● AUFGABENSTELLUNG:
[a] Fassen Sie den Textauszug zur Substitution von Nanomaterialien in zwei Sätzen zusammen.
[b] Nach welcher Technischen Regel hat die Substitutionsprüfung laut Textauszug zu erfolgen?

Im Rahmen der Gefährdungsbeurteilung ist zu ermitteln, ob zum Erreichen der vorgegebenen Ziele (z. B. das Erzielen bestimmter Produkteigenschaften) Substitutionsmöglichkeiten bestehen. Dabei sind die Gefährlichkeitsmerkmale (physikalisch-chemischen Eigenschaften) und das Freisetzungspotenzial unter Berücksichtigung der Verfahrens- und Verwendungsbedingungen zu berücksichtigen. Grundsätzlich gehören auch die Sinnhaftigkeit, technische Umsetzungsmöglichkeit und wirtschaftliche Zumutbarkeit einer Substitution zu den Entscheidungskriterien.

Die Substitutionsprüfung hat entsprechend der TRGS 600 "Substitution" zu erfolgen. Beispiele für praktisch umsetzbare Substitutionen sind:

  • Ersatz von staubenden Nanomaterialien, z. B. durch Dispergieren in flüssigen Medien oder durch Bindung in festen Matrizen;
  • Einsatz weniger staubender Materialien, z. B. durch Befeuchtung, Granulate, Pasten, Compounds oder bereits fertig gemischte Materialien;
  • Vermeidung von Verfahren, die zur Aerosolbildung bei der Verwendung von Nanomaterialien in flüssigen Formulierungen führen;
  • Bei der Verwendung von faserförmigen Nanomaterialien: Auswahl von Materialien, die nicht biobeständig oder nicht starr sind oder nicht den WHO-Faserkriterien entsprechen.

In vielen Fällen wird allerdings auch nach der Substitutionsprüfung insbesondere in der Verwendung bestimmter Nanomaterialien die Lösung zur Erreichung der gesetzten Ziele gesehen werden, sodass für den Umgang mit diesen Materialien ausreichende Schutzmaßnahmen getroffen werden müssen.

6.2 Technische Schutzmaßnahmen

Der Umgang v. a. mit den ungebundenen Nanomaterialien muss bei erhöhter Gefährdung durch inhalative Exposition grundsätzlich in geschlossenen Systemen (Anlagen, Apparaturen, Einhausungen) erfolgen. Abweichungen sind bei Tätigkeiten mit Kleinmengen (im Gramm- bzw. Milliliter-Bereich), mit Nanomaterialien ohne spezifische toxikologische Eigenschaften, oder mit Nanomaterialien, die festkörpergebunden vorliegen, möglich.

● DATENLISTE:

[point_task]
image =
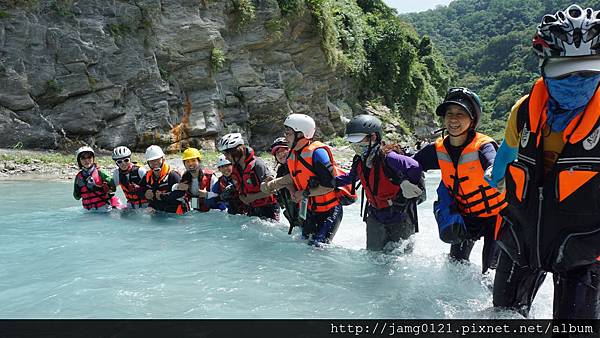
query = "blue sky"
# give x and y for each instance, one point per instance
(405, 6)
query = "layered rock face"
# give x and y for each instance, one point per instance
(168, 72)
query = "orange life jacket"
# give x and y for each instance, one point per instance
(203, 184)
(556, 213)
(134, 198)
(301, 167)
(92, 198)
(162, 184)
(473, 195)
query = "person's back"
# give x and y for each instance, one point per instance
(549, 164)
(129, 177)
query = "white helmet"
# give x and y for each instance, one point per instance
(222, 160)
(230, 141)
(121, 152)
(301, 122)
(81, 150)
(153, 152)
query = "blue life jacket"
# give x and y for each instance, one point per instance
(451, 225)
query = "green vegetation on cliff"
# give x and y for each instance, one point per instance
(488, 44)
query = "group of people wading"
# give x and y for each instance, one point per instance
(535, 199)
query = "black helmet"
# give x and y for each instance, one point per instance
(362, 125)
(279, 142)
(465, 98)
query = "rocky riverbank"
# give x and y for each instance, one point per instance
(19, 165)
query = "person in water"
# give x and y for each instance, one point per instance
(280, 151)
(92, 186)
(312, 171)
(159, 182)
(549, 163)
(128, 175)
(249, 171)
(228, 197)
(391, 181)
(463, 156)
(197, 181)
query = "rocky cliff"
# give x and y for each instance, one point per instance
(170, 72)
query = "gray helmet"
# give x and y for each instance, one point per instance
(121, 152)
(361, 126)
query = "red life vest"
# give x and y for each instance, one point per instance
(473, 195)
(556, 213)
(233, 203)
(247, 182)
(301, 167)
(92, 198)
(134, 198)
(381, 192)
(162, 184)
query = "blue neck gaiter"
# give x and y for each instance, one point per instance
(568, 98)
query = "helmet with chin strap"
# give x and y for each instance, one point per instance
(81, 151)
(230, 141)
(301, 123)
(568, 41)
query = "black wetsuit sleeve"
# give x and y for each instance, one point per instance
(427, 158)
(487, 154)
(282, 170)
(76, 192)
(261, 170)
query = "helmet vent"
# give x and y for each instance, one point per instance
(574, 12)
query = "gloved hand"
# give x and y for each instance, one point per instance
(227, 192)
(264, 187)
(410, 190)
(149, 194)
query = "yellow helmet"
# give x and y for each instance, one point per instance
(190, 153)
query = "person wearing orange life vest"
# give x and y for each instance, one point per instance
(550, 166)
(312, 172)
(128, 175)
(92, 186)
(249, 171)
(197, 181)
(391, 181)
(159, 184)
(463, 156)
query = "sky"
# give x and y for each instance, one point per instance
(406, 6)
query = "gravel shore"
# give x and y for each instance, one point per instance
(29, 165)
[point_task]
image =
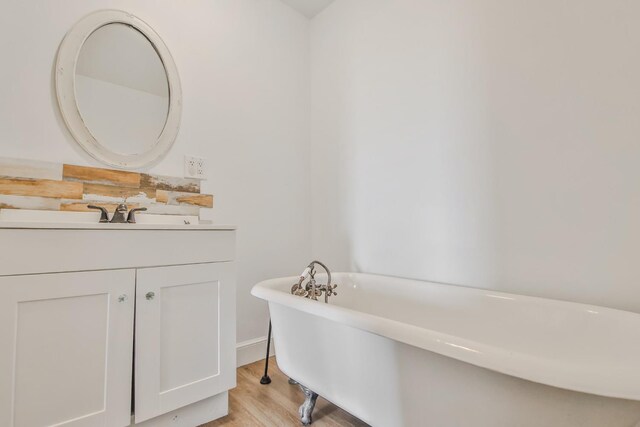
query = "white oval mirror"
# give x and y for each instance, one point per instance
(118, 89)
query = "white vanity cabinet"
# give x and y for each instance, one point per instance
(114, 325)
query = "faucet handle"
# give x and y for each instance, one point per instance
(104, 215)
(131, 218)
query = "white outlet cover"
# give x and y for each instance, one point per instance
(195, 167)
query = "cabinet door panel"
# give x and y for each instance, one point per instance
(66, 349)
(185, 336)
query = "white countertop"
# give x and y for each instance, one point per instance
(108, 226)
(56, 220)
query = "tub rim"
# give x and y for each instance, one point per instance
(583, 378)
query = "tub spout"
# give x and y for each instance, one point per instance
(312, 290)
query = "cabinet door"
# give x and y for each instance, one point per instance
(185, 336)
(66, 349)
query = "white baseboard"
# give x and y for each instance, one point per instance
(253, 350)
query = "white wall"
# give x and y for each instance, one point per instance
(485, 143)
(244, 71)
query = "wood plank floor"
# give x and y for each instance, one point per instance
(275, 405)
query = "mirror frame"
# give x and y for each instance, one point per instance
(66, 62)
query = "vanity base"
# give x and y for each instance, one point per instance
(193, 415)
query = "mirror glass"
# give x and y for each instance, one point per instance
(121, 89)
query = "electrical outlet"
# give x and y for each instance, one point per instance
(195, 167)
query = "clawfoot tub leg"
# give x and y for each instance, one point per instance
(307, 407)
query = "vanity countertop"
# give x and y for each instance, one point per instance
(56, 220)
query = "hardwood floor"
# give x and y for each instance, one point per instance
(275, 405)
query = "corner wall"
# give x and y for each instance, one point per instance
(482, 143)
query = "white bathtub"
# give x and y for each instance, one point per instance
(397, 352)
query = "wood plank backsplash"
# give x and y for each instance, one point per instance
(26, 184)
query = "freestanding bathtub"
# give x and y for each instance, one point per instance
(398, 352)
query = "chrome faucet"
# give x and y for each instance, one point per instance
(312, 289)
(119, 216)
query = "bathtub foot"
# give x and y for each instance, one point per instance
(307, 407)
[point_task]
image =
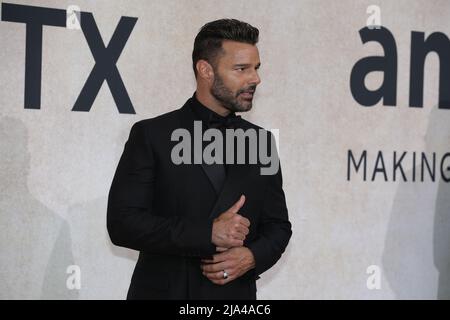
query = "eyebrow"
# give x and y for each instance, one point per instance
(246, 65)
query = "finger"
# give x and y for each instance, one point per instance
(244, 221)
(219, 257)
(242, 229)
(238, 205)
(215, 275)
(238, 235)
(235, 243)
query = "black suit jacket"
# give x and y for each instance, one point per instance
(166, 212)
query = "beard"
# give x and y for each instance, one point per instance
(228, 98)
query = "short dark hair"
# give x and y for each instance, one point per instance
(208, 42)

● LÖSUNGEN:
[a] Im Rahmen der Gefährdungsbeurteilung ist nach TRGS 600 zu prüfen, ob Substitutionsmöglichkeiten bestehen, etwa durch weniger staubende Materialien oder durch die Vermeidung aerosolbildender Verfahren. Wo bestimmte Nanomaterialien weiterhin verwendet werden, sind ausreichende Schutzmaßnahmen nötig, und der Umgang mit ungebundenen Nanomaterialien muss bei erhöhter inhalativer Gefährdung grundsätzlich in geschlossenen Systemen erfolgen.

[b] Nach der TRGS 600 „Substitution“.